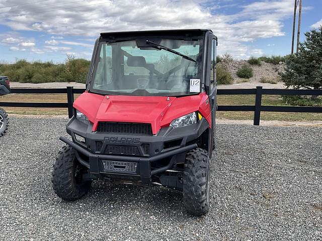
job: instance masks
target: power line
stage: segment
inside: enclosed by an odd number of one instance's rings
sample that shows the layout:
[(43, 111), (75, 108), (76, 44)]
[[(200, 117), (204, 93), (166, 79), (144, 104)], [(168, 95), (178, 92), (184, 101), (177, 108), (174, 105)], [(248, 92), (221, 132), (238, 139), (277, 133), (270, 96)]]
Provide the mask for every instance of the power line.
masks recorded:
[(296, 53), (298, 53), (298, 45), (300, 43), (300, 33), (301, 28), (301, 13), (302, 13), (302, 0), (300, 1), (300, 7), (298, 10), (298, 24), (297, 25), (297, 42), (296, 43)]
[(43, 1), (38, 1), (38, 2), (32, 2), (30, 3), (28, 3), (27, 4), (17, 4), (17, 5), (11, 5), (11, 6), (5, 6), (5, 7), (2, 7), (1, 8), (0, 8), (0, 9), (6, 9), (7, 8), (11, 8), (13, 7), (18, 7), (18, 6), (22, 6), (23, 5), (28, 5), (28, 4), (37, 4), (38, 3), (42, 3), (43, 2), (48, 2), (48, 1), (50, 1), (51, 0), (44, 0)]
[(67, 2), (66, 3), (63, 3), (62, 4), (55, 4), (54, 5), (49, 5), (48, 6), (44, 6), (44, 7), (39, 7), (37, 8), (31, 8), (30, 9), (20, 9), (19, 10), (14, 10), (13, 11), (8, 11), (8, 12), (3, 12), (2, 13), (0, 13), (0, 14), (7, 14), (9, 13), (16, 13), (17, 12), (21, 12), (21, 11), (25, 11), (27, 10), (32, 10), (33, 9), (43, 9), (46, 8), (49, 8), (51, 7), (55, 7), (58, 6), (60, 5), (64, 5), (65, 4), (72, 4), (73, 3), (78, 3), (79, 2), (83, 2), (87, 0), (77, 0), (77, 1), (73, 1), (73, 2)]
[[(111, 3), (117, 3), (117, 2), (123, 2), (124, 0), (120, 0), (120, 1), (111, 1)], [(7, 17), (0, 17), (0, 19), (8, 19), (9, 18), (12, 18), (13, 17), (19, 17), (19, 16), (24, 16), (24, 15), (30, 15), (31, 14), (40, 14), (40, 13), (47, 13), (49, 12), (53, 12), (53, 11), (56, 11), (58, 10), (65, 10), (65, 9), (74, 9), (76, 8), (81, 8), (82, 7), (87, 7), (87, 6), (94, 6), (94, 5), (98, 5), (100, 4), (106, 4), (107, 2), (104, 2), (104, 3), (97, 3), (97, 4), (89, 4), (89, 5), (81, 5), (79, 6), (75, 6), (75, 7), (72, 7), (70, 8), (64, 8), (63, 9), (53, 9), (53, 10), (48, 10), (48, 11), (41, 11), (41, 12), (33, 12), (33, 13), (29, 13), (28, 14), (18, 14), (17, 15), (12, 15), (11, 16), (7, 16)]]

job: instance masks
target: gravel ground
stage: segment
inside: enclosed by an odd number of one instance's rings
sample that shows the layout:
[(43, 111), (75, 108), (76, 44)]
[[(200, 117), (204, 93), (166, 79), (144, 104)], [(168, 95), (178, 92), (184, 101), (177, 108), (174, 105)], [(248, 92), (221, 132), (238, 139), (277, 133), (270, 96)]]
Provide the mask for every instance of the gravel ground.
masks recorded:
[(2, 240), (321, 240), (322, 128), (219, 125), (211, 210), (182, 194), (96, 181), (82, 199), (54, 193), (65, 119), (12, 117), (0, 139)]

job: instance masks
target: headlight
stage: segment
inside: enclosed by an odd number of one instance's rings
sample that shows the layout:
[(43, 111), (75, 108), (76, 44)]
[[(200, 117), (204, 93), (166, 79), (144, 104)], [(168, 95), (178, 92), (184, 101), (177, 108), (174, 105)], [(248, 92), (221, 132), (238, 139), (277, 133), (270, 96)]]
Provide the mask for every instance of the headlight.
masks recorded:
[(197, 115), (194, 112), (174, 119), (171, 122), (170, 126), (176, 128), (177, 127), (186, 127), (196, 123), (197, 123)]
[(90, 124), (87, 116), (77, 109), (76, 110), (76, 118), (84, 124), (89, 125)]

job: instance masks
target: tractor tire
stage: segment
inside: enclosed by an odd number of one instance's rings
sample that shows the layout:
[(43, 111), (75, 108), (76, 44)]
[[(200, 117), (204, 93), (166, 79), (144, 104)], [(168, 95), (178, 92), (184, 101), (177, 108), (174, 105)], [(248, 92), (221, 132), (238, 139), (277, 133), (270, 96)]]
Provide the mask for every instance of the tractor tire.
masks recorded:
[(201, 148), (188, 152), (183, 178), (183, 201), (187, 211), (196, 216), (209, 209), (209, 158)]
[(75, 151), (69, 146), (63, 147), (56, 158), (52, 172), (52, 187), (57, 195), (67, 201), (78, 199), (91, 188), (92, 181), (82, 180), (82, 173), (88, 170), (79, 164)]
[(8, 114), (4, 109), (0, 108), (0, 137), (6, 134), (8, 130), (9, 126)]

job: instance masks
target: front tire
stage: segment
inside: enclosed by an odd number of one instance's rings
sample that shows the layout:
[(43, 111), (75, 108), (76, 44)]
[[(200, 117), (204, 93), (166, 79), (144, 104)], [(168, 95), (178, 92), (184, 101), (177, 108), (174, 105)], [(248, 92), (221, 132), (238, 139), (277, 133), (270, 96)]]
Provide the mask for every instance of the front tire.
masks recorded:
[(0, 108), (0, 137), (3, 136), (8, 130), (9, 119), (8, 114), (2, 108)]
[(63, 147), (56, 158), (52, 172), (51, 182), (55, 193), (68, 201), (78, 199), (85, 195), (92, 183), (83, 180), (82, 174), (88, 170), (78, 163), (71, 147)]
[(186, 156), (183, 178), (183, 201), (187, 211), (200, 216), (209, 209), (209, 158), (201, 148), (188, 152)]

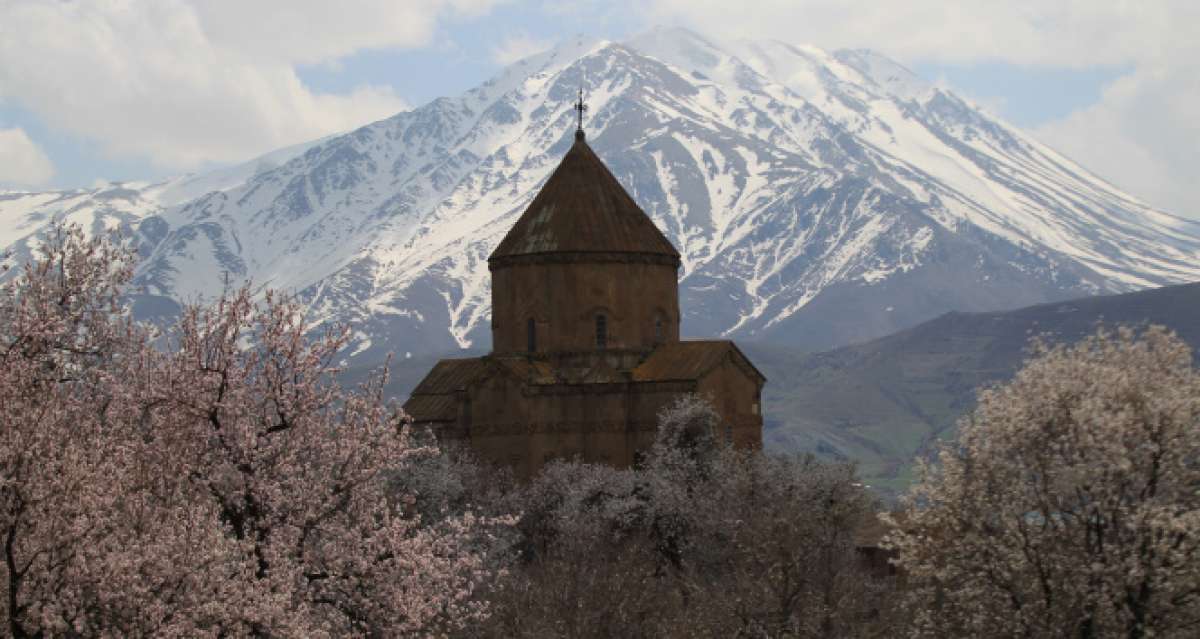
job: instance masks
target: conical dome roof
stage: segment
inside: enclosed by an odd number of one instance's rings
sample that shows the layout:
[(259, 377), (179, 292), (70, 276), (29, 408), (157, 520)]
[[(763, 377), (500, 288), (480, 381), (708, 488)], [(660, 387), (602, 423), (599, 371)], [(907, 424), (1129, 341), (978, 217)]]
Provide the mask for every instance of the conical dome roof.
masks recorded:
[(641, 253), (679, 263), (679, 252), (580, 133), (487, 259), (540, 253)]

Aim of the exercise: Convert the records, from their start through the line containing "42), (296, 43)]", inclusive, into a numbered list, omitting blank lines and leaving out the pictures.

Final answer:
1. job: instance masks
2. target: power line
3. stage: segment
4. inside: enclosed by an odd number of one instance's rings
5. sample that shows the layout:
6. [(43, 111), (75, 108), (76, 44)]
7. [[(200, 117), (204, 93), (166, 79), (144, 104)], [(168, 95), (178, 92), (184, 101), (177, 108), (174, 105)], [(248, 92), (221, 132), (238, 139), (277, 133), (270, 96)]]
8. Provide the mask for every instance of the power line.
9. masks recorded:
10. [(296, 53), (298, 53), (298, 45), (300, 43), (300, 33), (301, 28), (301, 13), (302, 13), (302, 0), (300, 1), (300, 7), (298, 10), (298, 24), (297, 25), (297, 42), (296, 43)]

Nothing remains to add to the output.